-- START Material provided --
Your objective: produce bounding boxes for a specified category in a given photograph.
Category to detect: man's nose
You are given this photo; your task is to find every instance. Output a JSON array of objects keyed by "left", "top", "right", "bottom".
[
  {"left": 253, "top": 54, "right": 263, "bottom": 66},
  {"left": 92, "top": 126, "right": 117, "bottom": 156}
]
-- END Material provided --
◆ **Brief**
Write out every line of the records above without changing anything.

◆ **Completed task**
Your objective: produce bounding boxes for a specified category in a given photograph.
Category to detect: man's nose
You are given this photo; your task is to find every instance. Output a JSON array of objects keyed by "left", "top", "right", "bottom".
[
  {"left": 253, "top": 54, "right": 263, "bottom": 66},
  {"left": 92, "top": 126, "right": 117, "bottom": 156}
]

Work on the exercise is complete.